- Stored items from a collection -
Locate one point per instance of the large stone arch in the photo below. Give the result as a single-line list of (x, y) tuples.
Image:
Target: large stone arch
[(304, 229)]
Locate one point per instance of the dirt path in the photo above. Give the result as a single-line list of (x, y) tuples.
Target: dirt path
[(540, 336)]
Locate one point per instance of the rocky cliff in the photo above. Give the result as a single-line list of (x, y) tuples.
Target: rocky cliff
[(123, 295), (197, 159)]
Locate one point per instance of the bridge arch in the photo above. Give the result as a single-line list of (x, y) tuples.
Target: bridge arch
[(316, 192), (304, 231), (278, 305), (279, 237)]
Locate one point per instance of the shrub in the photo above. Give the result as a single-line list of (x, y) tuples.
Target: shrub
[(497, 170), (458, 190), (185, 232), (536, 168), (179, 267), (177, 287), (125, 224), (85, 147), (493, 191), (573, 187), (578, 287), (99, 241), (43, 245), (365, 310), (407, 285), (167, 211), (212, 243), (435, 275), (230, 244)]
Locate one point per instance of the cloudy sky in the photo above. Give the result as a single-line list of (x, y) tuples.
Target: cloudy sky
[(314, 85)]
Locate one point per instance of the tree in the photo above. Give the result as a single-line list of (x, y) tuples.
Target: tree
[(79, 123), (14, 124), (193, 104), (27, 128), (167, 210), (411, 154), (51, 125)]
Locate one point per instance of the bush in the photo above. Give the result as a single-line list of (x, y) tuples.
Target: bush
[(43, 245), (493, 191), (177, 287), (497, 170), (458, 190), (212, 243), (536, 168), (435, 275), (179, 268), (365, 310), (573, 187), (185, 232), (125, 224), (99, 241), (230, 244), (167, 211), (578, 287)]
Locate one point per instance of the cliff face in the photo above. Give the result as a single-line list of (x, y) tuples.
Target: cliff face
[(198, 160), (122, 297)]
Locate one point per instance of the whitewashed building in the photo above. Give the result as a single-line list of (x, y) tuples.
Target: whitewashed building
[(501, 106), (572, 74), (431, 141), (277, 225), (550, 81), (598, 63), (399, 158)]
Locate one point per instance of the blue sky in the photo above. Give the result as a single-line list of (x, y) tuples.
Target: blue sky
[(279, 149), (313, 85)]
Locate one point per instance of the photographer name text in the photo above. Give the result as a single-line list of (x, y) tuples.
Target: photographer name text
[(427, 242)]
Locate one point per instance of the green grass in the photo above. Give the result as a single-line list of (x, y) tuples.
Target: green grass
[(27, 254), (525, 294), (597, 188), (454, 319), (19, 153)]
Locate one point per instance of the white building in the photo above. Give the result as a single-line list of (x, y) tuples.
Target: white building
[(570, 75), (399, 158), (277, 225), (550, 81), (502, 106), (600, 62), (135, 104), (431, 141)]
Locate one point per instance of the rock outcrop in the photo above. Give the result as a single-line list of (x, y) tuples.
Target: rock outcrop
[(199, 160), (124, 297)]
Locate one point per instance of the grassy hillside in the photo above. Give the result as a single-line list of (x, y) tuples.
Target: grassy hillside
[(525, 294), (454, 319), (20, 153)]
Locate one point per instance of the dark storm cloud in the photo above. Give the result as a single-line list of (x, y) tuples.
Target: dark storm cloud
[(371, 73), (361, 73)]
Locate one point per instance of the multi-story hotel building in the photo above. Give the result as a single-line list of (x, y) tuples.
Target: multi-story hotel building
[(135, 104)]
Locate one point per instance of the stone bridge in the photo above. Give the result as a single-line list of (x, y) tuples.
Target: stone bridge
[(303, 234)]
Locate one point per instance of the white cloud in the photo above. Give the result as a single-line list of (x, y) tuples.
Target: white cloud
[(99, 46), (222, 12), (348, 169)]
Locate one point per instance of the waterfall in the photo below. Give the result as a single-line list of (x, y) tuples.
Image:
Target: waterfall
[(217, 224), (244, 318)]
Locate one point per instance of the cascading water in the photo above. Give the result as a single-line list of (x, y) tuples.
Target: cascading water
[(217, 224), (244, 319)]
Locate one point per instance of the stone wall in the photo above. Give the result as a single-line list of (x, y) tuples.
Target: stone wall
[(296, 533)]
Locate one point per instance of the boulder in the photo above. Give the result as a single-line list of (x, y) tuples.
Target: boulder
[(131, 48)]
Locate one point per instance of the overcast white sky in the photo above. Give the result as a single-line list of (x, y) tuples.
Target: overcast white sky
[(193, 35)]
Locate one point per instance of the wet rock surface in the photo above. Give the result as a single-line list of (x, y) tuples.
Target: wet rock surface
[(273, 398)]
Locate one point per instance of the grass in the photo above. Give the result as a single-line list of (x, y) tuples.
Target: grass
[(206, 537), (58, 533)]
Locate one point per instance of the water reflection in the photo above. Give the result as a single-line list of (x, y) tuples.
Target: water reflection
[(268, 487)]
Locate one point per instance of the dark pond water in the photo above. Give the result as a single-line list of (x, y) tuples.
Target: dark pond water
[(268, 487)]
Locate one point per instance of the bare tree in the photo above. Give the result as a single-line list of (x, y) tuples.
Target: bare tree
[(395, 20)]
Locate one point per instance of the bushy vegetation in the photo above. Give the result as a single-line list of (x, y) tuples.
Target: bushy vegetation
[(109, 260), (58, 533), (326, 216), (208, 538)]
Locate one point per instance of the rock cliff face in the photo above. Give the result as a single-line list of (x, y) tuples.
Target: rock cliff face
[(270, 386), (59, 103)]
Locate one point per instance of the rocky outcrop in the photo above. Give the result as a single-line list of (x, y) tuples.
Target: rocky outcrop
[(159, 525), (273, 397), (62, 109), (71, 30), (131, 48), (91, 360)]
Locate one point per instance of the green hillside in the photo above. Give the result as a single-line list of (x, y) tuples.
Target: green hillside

- What is needed -
Nothing should be left out. Reproduce all the entries precisely.

- Output below -
Locate one point per instance of the large stone arch in the photo below. Give the result as a single-line list of (x, y) tuples.
Image:
Target: large stone arch
[(304, 229)]
Locate one point per instance of the dirt path in the photo above. Give the result as a single-line list of (x, y) tuples.
Target: dirt path
[(540, 336)]
Locate one point per instance of the rocky cliff in the photo above. Give the result as a single-line list of (x, y) tuples.
Target: rocky cliff
[(123, 295), (197, 159)]
Locate one point per instance of the bridge arch in the photo above. Give the result as a single-line list of (x, y) tuples.
Target: bridge arch
[(316, 192), (304, 231), (278, 305), (279, 237)]
Locate one point per instance of the shrub in the photo above. Give the result as a single-line list of (x, y) tuples.
Target: shrub
[(497, 170), (458, 190), (185, 232), (536, 168), (179, 267), (177, 287), (125, 224), (85, 147), (493, 191), (573, 187), (578, 287), (99, 241), (43, 245), (365, 310), (407, 285), (167, 211), (212, 243), (435, 275), (230, 244)]
Locate one point per instance of the cloudy sky in the photo above. Give the result as a single-line list of (x, y) tuples.
Target: cloudy sky
[(314, 85)]
Locate one point per instance of the tree in the photo above. Give the result as a single-line list of (x, y) tuples.
Target: tree
[(79, 123), (14, 124), (193, 104), (27, 128), (167, 210), (411, 154), (51, 125)]
Locate one point per instance of the bush in the photo above. Give the result as a single-line list of (x, y) tuples.
Target: bush
[(43, 245), (493, 191), (177, 287), (497, 170), (458, 190), (212, 243), (536, 168), (435, 275), (179, 268), (365, 310), (573, 187), (185, 232), (125, 224), (99, 241), (230, 244), (167, 211), (578, 287)]
Locate one point per instance of the cliff face in the photo above. Give the result as a single-line list of (x, y) tuples.
Target: cliff face
[(198, 160), (122, 297)]
Locate one point per instance of the whitewashed building in the photo above. Give the result as a single-line list of (x, y) tuples.
Target: whitewashed building
[(501, 106), (572, 74), (431, 141), (277, 225), (550, 81), (598, 63), (399, 158)]
Locate one point per instance of the blue sky in the photo above. Give the result as a single-line list of (x, y) tuples.
Target: blue sky
[(279, 149), (313, 85)]
Locate one point per instance of the photographer name text in the photo above. Give the result as a single-line list of (x, y) tuples.
Target: photographer name text
[(427, 242)]
Locate one point per instance of the green grass in the photo above. Give the result as a single-line list of (x, y) tuples.
Target: green grass
[(27, 254), (525, 294), (597, 188), (454, 319), (19, 153)]
Locate one point per instance of the white building in the photo above. Give the result as a single-line list of (x, y) tuples.
Target: white building
[(570, 75), (399, 158), (277, 225), (550, 81), (502, 106), (600, 62), (135, 104), (431, 141)]
Locate one point per instance of the rock outcrop in the photo above. Give the result as a single-line list of (x, y) tuples.
Target: rock outcrop
[(199, 160), (124, 297)]
Locate one point per instance of the grassy hillside in the photo above. Give the result as a single-line list of (x, y) tuples.
Target: grassy hillside
[(525, 294), (454, 319), (20, 153)]
Locate one point per instance of the dark storm cloud in the photo above. Give the result as a single-line list of (x, y) tuples.
Target: dark storm cloud
[(371, 73), (361, 73)]
Locate one point per instance of the multi-story hotel building in the photo above. Give the result as a single-line list of (x, y) tuples.
Target: multi-story hotel building
[(135, 104)]
Locate one point per instance of the stone bridge in the photo above. Give the result as a single-line list of (x, y) tuples.
Target: stone bridge
[(303, 234)]
Locate one point per instance of the white cloud in the photo above. Give the result as a single-line list of (x, y) tuples.
Target: white cloud
[(99, 46), (222, 12), (348, 169)]
Locate one point per instance of the waterfall in the photo below. Give the result as a single-line list of (x, y) tuples.
Image:
Target: waterfall
[(217, 224), (244, 318)]
Locate one point per instance of the cascading water in the photo above. Give the result as a single-line list of (x, y) tuples.
Target: cascading water
[(217, 224), (244, 319)]
Locate one point per instance of the stone wall in the photo above. Give the result as a single-line list of (x, y) tuples.
Target: stone wall
[(296, 533)]
Locate one point per instance of the boulder in the photo above. Give the result as a single-line list of (x, y) tuples.
Target: boulder
[(131, 48)]
Locate one point per instance of the overcast white sky in the photo above. Give the result as a single-line list of (x, y) tuples.
Target: overcast white sky
[(193, 35)]
Locate one point per instance of the wet rock surface in the photo above. Give the result as a single-line list of (x, y) tuples.
Target: wet rock surface
[(273, 398)]
Locate one point per instance of the grass in the photo above. Give the result as a single-line list of (x, y) tuples.
Target: grass
[(206, 537), (58, 533)]
Locate one point per instance of the water reflection in the photo above. Give the result as a single-line list of (x, y) tuples.
Target: water reflection
[(268, 487)]
Locate one point per instance of the dark pond water in the photo above. Give the result as a single-line list of (x, y) tuples.
Target: dark pond water
[(268, 487)]
Locate one point per instance of the bare tree in the photo above. Give the result as a single-line list of (x, y) tuples.
Target: bare tree
[(395, 20)]
Locate one point per instance of the bushy vegetation in the photo above. Give the result as a single-line list of (x, y) tuples.
Target: bushy vegetation
[(109, 260), (58, 533), (326, 216), (208, 538)]
Locate one point per instance of the rock cliff face in the photo above. Give the result as a single-line list of (x, y) tuples.
Target: rock cliff face
[(270, 386), (59, 103)]
Locate one point per instance of the rocky outcrop in the photo above. Give the result as a single-line list of (x, y) tuples.
Target: rocky outcrop
[(159, 525), (273, 397), (62, 109), (71, 30), (131, 48), (91, 360)]
Locate one point per instance of the green hillside in the photo above. Give the result as a single-line list of (x, y) tuples.
Target: green hillside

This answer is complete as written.